#### TRECHO FORNECIDO
A Pneumónica em Portugal (1918-1919): Uma reflexão para o presente

Rui Maia
Rui Maia

Em 1918 Portugal conheceu uma epidemia que começou a vitimar a sua população. O primeiro caso ocorreu em Vila Viçosa, entrando pela vizinha Espanha, sem pedir licença.

Era a Pneumónica, ou Gripe Espanhola. Trazida do outro lado da nossa fronteira, vitimou sobretudo jovens, não discriminando ricos e pobres. Jacinta e Francisco, que testemunharam a aparição de Nossa Senhora de Fátima, morreriam dali a meses, não sendo poupados, nem outras figuras importantes e ilustres daquela época. Em Portugal, a doença ceifou mais de 60.000 vidas, a uma velocidade alucinante.

A sua rápida propagação não dava tempo nem para adquirir urnas para os defuntos e, muitas famílias, por antecipação, compravam-nas para poderem enterrar condignamente os seus entes queridos. A Pneumónica, cujo vírus se desconhecia, depressa se alastrou de sul para norte, num tempo em que existiam imensas debilidades no país, como insalubridade, inexistência de antibióticos, descrença na medicina, ignorância (alto índice de analfabetos), e num tempo em que os hospitais eram conotados com a pobreza e mendicidade. A Pneumónica ceifou mais de 20 milhões de vidas no mundo, numa estimativa mais tímida, uma vez que os números reais devem ser bem maiores.

Há quem aponte a sua origem mundial para a Ásia, a Europa, ou mesmo para os Estados Unidos, mas sem certeza cabal. A origem do surto em Vila Viçosa está associada ao trânsito de trabalhadores sazonais provenientes de Badajoz e Olivença, que trouxeram a epidemia.

A primeira vitima ocorreu em maio e, no mês seguinte, já estava em Leiria, tal era a velocidade de propagação. Guarda, Castelo Branco, Beja e Évora foram as localidades seguintes a ser afetadas. A Pneumónica rapidamente alcançou os grandes centros urbanos de Lisboa e Porto, e em Benavente, sete em cada 100 pessoas pereceram da doença. A primeira vaga foi entre maio e junho de 1918, a segunda até janeiro de 1919, e a última até ao verão desse fatídico ano.
########
#### DADOS FORNECIDOS
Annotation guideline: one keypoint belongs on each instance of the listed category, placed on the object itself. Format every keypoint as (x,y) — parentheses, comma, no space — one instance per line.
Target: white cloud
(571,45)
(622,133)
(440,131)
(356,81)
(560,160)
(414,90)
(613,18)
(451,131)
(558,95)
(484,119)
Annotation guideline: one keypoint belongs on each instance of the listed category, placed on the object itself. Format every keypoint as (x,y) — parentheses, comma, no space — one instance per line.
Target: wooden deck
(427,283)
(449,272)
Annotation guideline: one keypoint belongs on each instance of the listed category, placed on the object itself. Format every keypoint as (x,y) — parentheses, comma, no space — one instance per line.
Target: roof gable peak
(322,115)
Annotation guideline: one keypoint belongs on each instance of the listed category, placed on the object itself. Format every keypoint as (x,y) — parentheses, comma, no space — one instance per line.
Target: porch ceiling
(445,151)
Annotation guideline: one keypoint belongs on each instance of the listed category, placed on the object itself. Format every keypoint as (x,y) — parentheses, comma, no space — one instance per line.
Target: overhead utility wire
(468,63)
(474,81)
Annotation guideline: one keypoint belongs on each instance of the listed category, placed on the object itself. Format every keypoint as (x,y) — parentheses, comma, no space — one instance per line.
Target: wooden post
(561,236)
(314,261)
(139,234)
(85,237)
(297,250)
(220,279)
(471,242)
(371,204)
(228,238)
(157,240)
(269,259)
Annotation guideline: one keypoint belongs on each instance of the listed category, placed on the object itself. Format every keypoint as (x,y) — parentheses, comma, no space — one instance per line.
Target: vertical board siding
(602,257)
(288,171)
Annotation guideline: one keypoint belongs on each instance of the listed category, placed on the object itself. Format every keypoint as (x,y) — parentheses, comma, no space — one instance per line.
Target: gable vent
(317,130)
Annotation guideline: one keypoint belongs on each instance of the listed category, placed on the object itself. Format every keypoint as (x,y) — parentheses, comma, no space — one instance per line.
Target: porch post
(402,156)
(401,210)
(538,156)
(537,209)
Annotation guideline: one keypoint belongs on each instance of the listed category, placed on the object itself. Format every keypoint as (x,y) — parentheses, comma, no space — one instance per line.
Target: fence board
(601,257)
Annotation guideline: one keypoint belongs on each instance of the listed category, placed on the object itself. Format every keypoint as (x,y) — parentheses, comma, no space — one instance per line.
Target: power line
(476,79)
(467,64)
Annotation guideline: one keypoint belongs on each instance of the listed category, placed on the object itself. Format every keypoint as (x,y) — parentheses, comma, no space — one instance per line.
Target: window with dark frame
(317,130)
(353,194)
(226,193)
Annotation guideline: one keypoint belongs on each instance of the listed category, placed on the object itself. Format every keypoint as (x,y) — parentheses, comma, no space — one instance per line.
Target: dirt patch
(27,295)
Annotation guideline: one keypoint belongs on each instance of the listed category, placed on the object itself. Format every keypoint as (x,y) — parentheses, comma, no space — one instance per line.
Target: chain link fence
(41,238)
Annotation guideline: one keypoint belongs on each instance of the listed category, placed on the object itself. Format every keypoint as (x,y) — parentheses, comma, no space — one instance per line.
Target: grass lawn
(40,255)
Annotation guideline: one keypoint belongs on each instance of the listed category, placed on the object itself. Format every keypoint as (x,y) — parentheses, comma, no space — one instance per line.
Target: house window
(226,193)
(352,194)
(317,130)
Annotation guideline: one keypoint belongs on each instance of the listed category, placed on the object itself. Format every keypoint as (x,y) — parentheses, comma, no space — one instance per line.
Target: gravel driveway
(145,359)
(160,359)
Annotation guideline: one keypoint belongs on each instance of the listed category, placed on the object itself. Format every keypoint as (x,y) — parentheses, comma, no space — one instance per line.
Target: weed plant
########
**INSTRUÇÃO DA TAREFA 1**
Segundo o texto sobre a Pneumónica, em que localidade ocorreu o primeiro caso da doença em Portugal?
**INSTRUÇÃO DA TAREFA 2**
Diga se cada afirmação está de acordo com o texto sobre a Pneumónica, respondendo sim ou não e citando as palavras do texto que o mostram: (a) A primeira vaga da doença aconteceu entre maio e junho de 1918. (b) A doença fez vítimas sobretudo entre as pessoas idosas. (c) Sabe-se com certeza onde a doença começou no mundo.
A listagem é um material à parte do texto sobre a Pneumónica.

**RESPOSTA 1**
Em Vila Viçosa.

**RESPOSTA 2**
(a) Sim: "A primeira vaga foi entre maio e junho de 1918".
(b) Não: "vitimou sobretudo jovens".
(c) Não: "Há quem aponte a sua origem mundial para a Ásia, a Europa, ou mesmo para os Estados Unidos, mas sem certeza cabal."